> **掲載記事**:
══════

『ぼっち・ざ・ろっく!』「廣井きくりの深酒日記」発売 人気漫画のスピンオフ、なぜ食事・飲酒が多い?

『ぼっち・ざ・ろっく!』初の公式スピンオフとなった『廣井きくりの深酒日記 ぼっち・ざ・ろっく!外伝』。

  アニメも漫画も大ヒットしている『ぼっち・ざ・ろっく!』の公式スピオンオフ作品『廣井きくりの深酒日記 ぼっち・ざ・ろっく!外伝』が2月1日に発売された。原案ははまじあき、漫画はくみちょうが担当。飲酒を愛するインディーズバンド「SICK HACK」の廣井きくりの日常を描いた漫画である。

  こうした食や酒を主題に描いたスピンオフ作品が、目に付くようになった。そして、食と合わせて日常生活を描いているものが多い。

『野原ひろし 昼メシの流儀』

 具体例を挙げると『クレヨンしんちゃん』の野原ひろしが昼飯をとにかく食べまくる『野原ひろし 昼メシの流儀』、『邪神ちゃんドロップキック』のミノスが神保町の肉屋を巡ってとにかく肉を食べる『ミノスのビーフ100%』、『賭博破戒録カイジ』に登場する大槻太郎が主人公の『一日外出録 ハンチョウ』などがある。

 とにかく元ネタの漫画を問わず、飲食系、飲酒系のスピンオフ作品は多数登場しているのだ。なぜだろうか。いくつかの理由が考えられる。まず、『孤独のグルメ』のブームで、食の漫画が注目されている影響は大きいだろう。

 かつてのグルメ漫画といえば、主人公が料理の腕前を競ったり、料理の知識を競ったりするような対決系が多かった。しかし、今の時代は『孤独のグルメ』的な平和で安心して読めるグルメ漫画が主流になっている。実際、前出のタイトルはいずれも対決要素などはなく、原作のファンがゆるく読める内容になっている。

══════

> **提示情報**:
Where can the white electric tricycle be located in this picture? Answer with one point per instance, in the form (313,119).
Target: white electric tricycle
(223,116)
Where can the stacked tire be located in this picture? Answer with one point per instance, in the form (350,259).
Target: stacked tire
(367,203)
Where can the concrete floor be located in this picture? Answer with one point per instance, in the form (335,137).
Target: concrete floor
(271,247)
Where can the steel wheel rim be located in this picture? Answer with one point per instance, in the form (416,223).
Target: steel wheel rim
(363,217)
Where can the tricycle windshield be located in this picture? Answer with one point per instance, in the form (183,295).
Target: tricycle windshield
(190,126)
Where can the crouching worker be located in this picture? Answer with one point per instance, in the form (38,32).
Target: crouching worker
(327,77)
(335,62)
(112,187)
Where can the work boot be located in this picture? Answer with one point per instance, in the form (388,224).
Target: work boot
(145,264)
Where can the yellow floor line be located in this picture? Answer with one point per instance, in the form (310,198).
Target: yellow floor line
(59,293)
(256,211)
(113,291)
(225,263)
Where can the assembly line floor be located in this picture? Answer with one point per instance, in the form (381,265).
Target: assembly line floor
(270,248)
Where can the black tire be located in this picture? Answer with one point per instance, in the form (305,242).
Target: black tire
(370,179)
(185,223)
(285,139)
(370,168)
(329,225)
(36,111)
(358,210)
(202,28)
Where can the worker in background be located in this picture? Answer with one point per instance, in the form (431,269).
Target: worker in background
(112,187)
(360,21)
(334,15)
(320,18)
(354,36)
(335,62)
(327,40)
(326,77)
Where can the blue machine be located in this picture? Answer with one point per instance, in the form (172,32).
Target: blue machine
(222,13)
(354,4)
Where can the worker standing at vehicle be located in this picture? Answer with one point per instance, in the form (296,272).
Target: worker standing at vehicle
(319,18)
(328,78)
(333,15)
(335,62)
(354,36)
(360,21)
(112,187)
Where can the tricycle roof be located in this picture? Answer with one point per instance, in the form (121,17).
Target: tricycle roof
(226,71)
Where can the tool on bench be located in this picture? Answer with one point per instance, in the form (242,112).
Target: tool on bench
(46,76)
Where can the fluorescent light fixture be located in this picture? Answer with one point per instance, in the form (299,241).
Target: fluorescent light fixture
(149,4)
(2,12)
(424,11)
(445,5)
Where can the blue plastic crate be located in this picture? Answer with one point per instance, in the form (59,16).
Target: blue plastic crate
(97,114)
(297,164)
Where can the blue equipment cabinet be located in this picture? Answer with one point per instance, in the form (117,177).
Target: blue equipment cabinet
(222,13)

══════

> **作業指示**:
**a)** スピンオフ漫画についての記事に照らし、次の(i)〜(iii)がそれぞれ記事と一致するかを「はい」か「いいえ」で答え、判断の決め手となる記事の語句をそのまま引用せよ。(i)『廣井きくりの深酒日記』は2月1日に発売された。(ii)『ミノスのビーフ100%』でミノスは新宿の肉屋を巡る。(iii)かつてのグルメ漫画には対決系が少なかった。
**b)** 一覧のうち「Where can the tool」を含む行から一覧の最後の行までを、空行を除いて番号付きリストにまとめよ。
一覧は記事とは何の関係もない。

> **正解**:
**a)**
(i) はい。「2月1日に発売された」
(ii) いいえ。「神保町の肉屋を巡って」
(iii) いいえ。「対決系が多かった」

**b)**
1. Where can the tool on bench be located in this picture? Answer with one point per instance, in the form (242,112).
2. Target: tool on bench
3. (46,76)
4. Where can the fluorescent light fixture be located in this picture? Answer with one point per instance, in the form (299,241).
5. Target: fluorescent light fixture
6. (149,4)
7. (2,12)
8. (424,11)
9. (445,5)
10. Where can the blue plastic crate be located in this picture? Answer with one point per instance, in the form (59,16).
11. Target: blue plastic crate
12. (97,114)
13. (297,164)
14. Where can the blue equipment cabinet be located in this picture? Answer with one point per instance, in the form (117,177).
15. Target: blue equipment cabinet
16. (222,13)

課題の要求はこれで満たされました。